▶ PAGE TEXT:
■ ■ ■

Coronavirus pandemic is in its third phase with the Omicron variant and India has acknowledged now it is in community transmission stage. The statement has attracted attention as it is the first time India has acknowledged so.
What Community transmission means
The virus is introduced to the population through travelers. In the earlier phases, the chain of transmission could be traced. But now the spread of infection has reached a stage where asymptomatic cases are spreading the virus and the original carriers can no longer be traced and most of the infections are locally acquired. Such a stage is called community transmission.
As establishing a chain of reaction became difficult, deciding containment strategies and response measures became quite a challenge.
Community transmission is the fourth and final stage. The other three stages standardised by WHO are no active case stage, sporadic cases and cluster of cases. India so far has been maintaining it is in the cluster of cases phase where cases detected in the last two weeks are limited to well-defined clusters, linked by time, location and common exposure and not linked to imported cases. Even though there are a large number of unidentified cases, the situation still is low-risk.
The phase determines the deciding actions. In the initial stages , aggressive testing contact tracing is advised to contain the spread as a number of virus carriers are identified and isolated but in the community transmission stage, this strategy can’t work . In such cases the country should focus on healthcare management, genomic sequencing, access to critical care etc.
Current situation in India
From the speed at which Omicron has spread there was no doubt that it is in the community transmission phase . At this phase discussion on community transmission comes across as academic one will not be able to trigger change in kind of response measures by the centre or at local levels.

■ ■ ■

[Records from a collection]
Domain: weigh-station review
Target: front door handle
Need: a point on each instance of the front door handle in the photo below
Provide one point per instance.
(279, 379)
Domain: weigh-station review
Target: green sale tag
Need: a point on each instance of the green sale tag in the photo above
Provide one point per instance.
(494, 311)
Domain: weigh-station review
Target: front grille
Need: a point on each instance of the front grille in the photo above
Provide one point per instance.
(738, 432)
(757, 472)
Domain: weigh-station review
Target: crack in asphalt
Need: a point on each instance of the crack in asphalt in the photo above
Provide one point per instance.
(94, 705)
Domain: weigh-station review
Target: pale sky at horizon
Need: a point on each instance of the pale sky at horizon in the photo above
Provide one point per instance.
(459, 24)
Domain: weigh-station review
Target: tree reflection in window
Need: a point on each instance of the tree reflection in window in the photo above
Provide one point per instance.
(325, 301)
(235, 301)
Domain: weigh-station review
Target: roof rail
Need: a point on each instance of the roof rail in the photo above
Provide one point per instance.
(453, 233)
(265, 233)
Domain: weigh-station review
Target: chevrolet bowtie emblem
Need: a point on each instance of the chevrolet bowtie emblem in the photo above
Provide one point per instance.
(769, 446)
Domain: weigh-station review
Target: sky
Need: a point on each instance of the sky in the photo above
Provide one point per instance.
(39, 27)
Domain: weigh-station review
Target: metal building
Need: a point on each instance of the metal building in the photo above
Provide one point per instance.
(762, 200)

■ ■ ■

▶ YOUR ASSIGNMENT:
Answer these questions from the text on community transmission above:
1. How does the text say the virus is introduced to the population?
2. Which phase had India been maintaining it was in?
3. In the community transmission stage, what should a country focus on?

▶ RESULT:
1. Through travelers.
2. The cluster of cases phase.
3. Healthcare management, genomic sequencing, and access to critical care.